#### [Work instructions]
Repeat the data. Keep each line identical.

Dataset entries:
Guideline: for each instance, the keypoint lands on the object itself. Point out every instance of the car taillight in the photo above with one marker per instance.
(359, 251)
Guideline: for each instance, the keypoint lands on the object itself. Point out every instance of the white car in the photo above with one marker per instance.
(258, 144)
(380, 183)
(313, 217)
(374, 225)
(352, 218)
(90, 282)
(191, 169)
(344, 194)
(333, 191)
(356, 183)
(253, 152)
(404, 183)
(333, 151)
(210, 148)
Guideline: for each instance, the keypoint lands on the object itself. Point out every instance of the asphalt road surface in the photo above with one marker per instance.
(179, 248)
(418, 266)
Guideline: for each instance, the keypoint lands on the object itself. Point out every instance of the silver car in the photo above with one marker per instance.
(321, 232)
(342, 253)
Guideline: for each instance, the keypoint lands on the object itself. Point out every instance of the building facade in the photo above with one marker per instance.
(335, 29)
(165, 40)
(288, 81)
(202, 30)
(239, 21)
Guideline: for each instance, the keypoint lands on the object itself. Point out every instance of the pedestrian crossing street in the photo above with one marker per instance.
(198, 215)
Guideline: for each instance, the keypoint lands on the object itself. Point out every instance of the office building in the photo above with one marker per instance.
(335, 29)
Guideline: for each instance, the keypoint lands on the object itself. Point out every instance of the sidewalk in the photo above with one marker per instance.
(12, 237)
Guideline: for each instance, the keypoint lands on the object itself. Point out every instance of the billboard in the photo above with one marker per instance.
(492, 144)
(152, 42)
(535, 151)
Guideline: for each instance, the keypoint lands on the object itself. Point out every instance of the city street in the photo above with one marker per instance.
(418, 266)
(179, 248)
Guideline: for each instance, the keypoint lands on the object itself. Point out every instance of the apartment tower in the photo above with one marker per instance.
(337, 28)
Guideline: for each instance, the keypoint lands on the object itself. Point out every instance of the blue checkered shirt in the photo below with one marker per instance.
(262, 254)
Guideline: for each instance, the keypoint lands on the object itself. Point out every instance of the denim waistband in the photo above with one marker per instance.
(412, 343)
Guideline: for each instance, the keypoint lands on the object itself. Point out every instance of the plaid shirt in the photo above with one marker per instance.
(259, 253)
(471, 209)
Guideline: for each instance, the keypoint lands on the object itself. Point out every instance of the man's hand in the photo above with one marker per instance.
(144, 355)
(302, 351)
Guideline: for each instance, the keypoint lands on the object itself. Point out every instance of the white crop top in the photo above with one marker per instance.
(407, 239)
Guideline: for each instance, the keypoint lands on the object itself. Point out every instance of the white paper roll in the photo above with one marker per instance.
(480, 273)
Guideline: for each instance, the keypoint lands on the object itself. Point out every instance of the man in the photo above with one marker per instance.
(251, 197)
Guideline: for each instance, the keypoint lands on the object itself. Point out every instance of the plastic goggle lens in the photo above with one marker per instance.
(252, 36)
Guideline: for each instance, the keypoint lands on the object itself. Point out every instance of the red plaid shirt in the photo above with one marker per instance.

#### [Answer section]
Guideline: for each instance, the keypoint lands on the object itself. Point out every instance of the car taillight in the photo above with one marker per instance.
(359, 251)
Guideline: for each instance, the keypoint lands on the object itself. Point out every instance of the white car in the photo above with one marker per instance.
(258, 144)
(380, 183)
(313, 217)
(374, 225)
(352, 218)
(90, 282)
(191, 169)
(344, 194)
(333, 191)
(356, 183)
(253, 152)
(404, 183)
(333, 151)
(210, 148)
Guideline: for each instance, the keypoint lands on the object itself. Point out every instance of the asphalt road surface in the photo above with one marker per instance.
(179, 248)
(418, 266)
Guideline: for each instance, the keypoint lands on the object itself. Point out every instance of the silver car in the photo above with one marker per instance.
(321, 232)
(342, 253)
Guideline: for each instance, the keypoint lands on the object itself. Point out every instance of the building facade in the photo above with one marker per instance.
(335, 29)
(165, 40)
(288, 81)
(202, 30)
(239, 21)
Guideline: for each instance, the keypoint lands on the object itself. Point out every instance of the pedestrian crossing street in the photo above with one marker per instance.
(198, 215)
Guideline: for each instance, the keypoint lands on the object itself. Point out every instance of the office building in the photo above with one marker per instance.
(335, 29)
Guideline: for each instance, the keypoint lands on the object itself. Point out every instance of the sidewalk in the photo above with one marker per instance.
(12, 237)
Guideline: for each instance, the keypoint lands on the object itself. Point out every instance of the billboard in the photo above with one marker per instance.
(492, 144)
(152, 42)
(535, 151)
Guideline: for each instance, the keypoint lands on the object itself. Point out every instance of the city street in the photo above with one marker per instance.
(418, 266)
(179, 248)
Guideline: for each instance, the keypoint lands on the object itself. Point out every instance of the apartment tower in the photo above with one marker per instance.
(337, 28)
Guideline: for each instance, the keypoint lands on the object itself. Point out every instance of the blue checkered shirt in the photo below with one marker per instance.
(262, 254)
Guideline: for each instance, the keypoint lands on the object itself. Point out every instance of the denim waistband in the photo above with one marker per instance.
(412, 343)
Guideline: for each instance, the keypoint lands on the object itself. Point out every instance of the plaid shirt in the photo above with one marker per instance.
(259, 253)
(471, 209)
Guideline: for each instance, the keypoint lands on the object itself. Point out every instance of the man's hand in the photo above with one marker per instance.
(144, 355)
(302, 351)
Guideline: for each instance, the keypoint lands on the object itself. Point out every instance of the white crop top in the photo above with one marker per instance.
(407, 239)
Guideline: for each instance, the keypoint lands on the object itself. Point out every instance of the white paper roll in the photo above with one marker per instance.
(480, 273)
Guideline: for each instance, the keypoint lands on the object itself. Point out every instance of the man in the photo above with one marker per instance.
(251, 197)
Guideline: for each instance, the keypoint lands on the object itself. Point out every instance of the plastic goggle lens in the photo above with one marker per instance.
(252, 36)
Guideline: for each instance, the keypoint lands on the object itself. Point out every instance of the red plaid shirt in the photo above with one marker per instance.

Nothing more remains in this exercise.